* _Your goal_
Copy out word for word the lines running from the line with "Locate every wire" up to and including the line with "[0,349,91,832]".

* _Material for the task_
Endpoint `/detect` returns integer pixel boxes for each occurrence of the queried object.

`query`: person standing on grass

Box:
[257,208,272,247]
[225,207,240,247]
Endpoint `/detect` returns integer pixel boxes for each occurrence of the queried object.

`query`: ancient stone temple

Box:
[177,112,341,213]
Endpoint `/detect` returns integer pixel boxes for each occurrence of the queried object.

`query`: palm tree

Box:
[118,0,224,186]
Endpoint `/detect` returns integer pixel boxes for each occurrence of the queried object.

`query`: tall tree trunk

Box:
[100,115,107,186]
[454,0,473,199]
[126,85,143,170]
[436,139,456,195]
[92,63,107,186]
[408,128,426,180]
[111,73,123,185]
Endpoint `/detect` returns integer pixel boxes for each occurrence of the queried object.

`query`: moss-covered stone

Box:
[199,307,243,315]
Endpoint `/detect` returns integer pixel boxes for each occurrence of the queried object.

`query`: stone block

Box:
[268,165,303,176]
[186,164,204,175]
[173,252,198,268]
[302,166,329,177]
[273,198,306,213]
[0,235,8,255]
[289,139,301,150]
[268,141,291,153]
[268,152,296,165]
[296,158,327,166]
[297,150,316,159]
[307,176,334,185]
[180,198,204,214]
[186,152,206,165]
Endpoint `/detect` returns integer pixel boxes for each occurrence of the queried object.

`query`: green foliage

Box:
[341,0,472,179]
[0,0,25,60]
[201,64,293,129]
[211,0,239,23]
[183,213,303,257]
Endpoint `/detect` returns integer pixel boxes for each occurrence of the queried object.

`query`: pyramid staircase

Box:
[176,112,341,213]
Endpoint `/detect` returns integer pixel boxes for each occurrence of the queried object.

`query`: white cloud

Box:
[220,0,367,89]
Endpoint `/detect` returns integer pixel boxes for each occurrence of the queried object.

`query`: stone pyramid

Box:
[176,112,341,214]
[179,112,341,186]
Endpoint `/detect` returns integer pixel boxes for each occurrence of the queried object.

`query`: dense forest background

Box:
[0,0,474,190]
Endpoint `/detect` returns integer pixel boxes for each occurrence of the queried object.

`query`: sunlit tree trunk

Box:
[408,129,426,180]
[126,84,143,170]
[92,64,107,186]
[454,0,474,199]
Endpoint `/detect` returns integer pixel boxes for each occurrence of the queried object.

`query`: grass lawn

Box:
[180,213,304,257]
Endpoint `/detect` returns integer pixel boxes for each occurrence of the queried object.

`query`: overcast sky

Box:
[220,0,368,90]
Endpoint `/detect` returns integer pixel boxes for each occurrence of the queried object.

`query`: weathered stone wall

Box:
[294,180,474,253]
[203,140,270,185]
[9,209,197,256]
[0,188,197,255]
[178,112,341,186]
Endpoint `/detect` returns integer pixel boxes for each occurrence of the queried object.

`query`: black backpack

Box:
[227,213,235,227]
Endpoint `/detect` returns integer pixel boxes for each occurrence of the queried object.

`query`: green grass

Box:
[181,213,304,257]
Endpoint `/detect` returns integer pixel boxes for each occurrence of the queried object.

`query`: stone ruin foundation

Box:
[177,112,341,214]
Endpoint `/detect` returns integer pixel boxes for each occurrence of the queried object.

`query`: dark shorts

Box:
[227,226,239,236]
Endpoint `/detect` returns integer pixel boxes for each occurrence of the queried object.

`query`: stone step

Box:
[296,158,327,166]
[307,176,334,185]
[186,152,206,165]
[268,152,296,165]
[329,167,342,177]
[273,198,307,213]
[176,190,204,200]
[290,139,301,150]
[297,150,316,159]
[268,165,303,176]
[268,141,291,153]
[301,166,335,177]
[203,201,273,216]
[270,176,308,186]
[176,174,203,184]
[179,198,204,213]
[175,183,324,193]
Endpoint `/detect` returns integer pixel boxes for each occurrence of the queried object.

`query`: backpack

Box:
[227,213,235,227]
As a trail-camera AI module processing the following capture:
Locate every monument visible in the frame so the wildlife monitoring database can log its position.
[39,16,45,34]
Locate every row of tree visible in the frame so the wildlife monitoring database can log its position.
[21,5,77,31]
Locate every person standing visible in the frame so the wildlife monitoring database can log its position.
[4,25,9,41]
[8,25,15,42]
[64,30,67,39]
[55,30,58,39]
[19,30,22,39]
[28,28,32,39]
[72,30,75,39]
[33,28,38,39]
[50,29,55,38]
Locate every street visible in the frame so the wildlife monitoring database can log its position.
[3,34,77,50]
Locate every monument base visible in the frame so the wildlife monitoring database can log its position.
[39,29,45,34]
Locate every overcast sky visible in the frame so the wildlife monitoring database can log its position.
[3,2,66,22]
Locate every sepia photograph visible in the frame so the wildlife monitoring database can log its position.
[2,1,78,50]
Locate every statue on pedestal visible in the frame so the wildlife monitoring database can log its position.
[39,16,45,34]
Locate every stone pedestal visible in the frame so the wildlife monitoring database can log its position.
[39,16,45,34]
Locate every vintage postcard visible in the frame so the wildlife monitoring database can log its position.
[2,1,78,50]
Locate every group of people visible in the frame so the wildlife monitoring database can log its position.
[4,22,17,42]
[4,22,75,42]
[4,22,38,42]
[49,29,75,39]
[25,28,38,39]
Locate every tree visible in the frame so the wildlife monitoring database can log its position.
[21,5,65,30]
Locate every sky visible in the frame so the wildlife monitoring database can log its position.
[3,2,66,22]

* * *

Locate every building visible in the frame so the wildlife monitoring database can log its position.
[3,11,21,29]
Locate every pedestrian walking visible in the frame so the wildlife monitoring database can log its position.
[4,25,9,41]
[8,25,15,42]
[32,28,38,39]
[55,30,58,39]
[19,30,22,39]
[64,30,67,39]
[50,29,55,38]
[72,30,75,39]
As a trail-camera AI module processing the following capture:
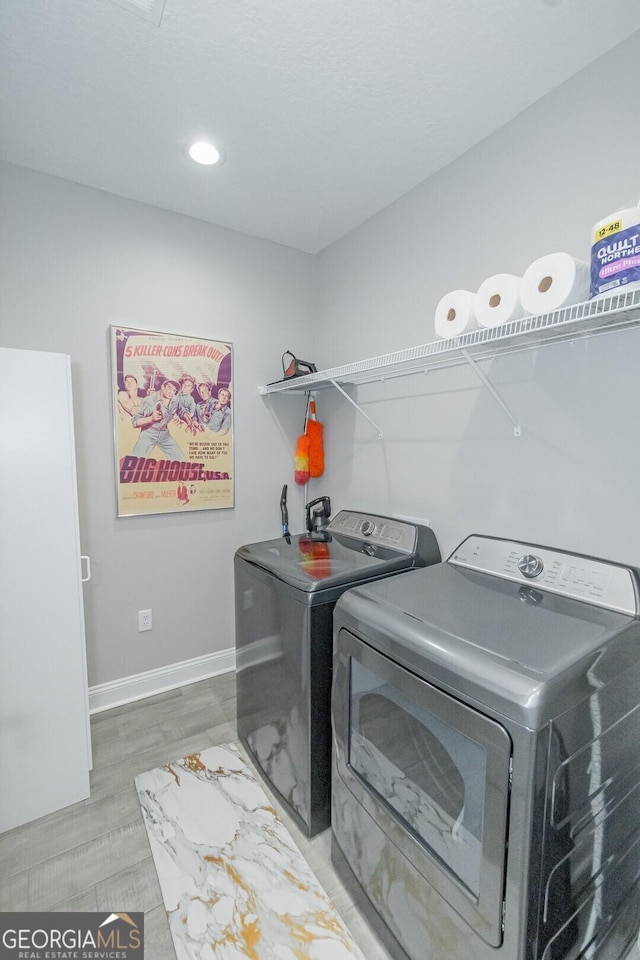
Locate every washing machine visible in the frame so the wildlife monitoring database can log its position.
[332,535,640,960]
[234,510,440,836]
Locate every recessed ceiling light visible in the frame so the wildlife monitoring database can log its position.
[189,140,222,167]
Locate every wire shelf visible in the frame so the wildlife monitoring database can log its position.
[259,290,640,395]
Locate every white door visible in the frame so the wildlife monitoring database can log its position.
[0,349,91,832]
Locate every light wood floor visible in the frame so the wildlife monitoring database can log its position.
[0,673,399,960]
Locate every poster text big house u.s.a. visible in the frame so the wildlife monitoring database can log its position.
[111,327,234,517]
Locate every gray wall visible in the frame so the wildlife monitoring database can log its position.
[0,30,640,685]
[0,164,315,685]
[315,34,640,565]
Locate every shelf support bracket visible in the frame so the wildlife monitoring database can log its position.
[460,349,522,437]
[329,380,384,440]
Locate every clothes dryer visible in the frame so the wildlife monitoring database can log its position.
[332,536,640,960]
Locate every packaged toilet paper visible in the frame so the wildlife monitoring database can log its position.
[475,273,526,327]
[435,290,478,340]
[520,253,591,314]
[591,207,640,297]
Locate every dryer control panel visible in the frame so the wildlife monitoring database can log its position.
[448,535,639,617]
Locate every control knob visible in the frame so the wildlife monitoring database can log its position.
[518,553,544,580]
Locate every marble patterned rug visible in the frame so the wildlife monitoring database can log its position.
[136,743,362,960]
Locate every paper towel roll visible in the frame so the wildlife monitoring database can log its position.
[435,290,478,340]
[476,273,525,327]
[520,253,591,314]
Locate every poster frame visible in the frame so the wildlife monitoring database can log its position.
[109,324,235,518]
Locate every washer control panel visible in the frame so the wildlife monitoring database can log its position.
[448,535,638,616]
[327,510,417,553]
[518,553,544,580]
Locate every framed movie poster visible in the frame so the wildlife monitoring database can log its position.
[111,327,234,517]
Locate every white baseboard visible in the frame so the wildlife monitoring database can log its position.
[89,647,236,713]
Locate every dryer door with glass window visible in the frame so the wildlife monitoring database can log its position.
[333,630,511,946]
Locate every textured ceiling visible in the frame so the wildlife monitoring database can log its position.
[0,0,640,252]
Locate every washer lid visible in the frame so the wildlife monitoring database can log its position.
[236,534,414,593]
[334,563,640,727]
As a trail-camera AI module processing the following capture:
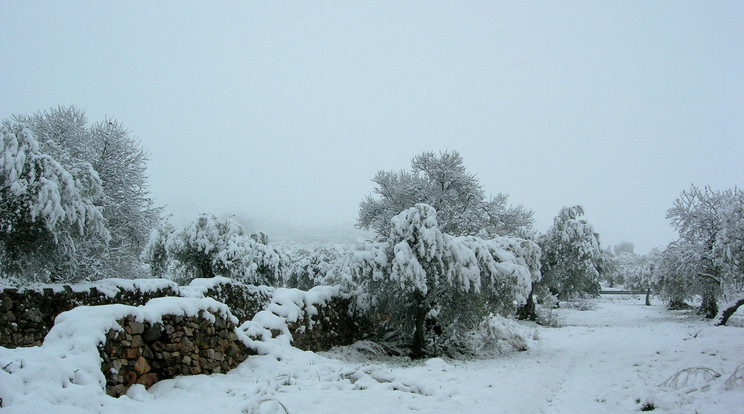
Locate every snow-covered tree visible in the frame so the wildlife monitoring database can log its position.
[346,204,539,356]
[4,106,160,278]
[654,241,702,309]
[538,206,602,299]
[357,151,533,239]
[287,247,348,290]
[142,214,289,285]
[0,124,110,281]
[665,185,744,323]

* _Output_
Locate every wire shelf visible in the frame so the wildlife monitoring database can log its position.
[259,290,640,395]
Locate every white door visible in the frame so the wildlife monitoring database can log its position.
[0,349,91,832]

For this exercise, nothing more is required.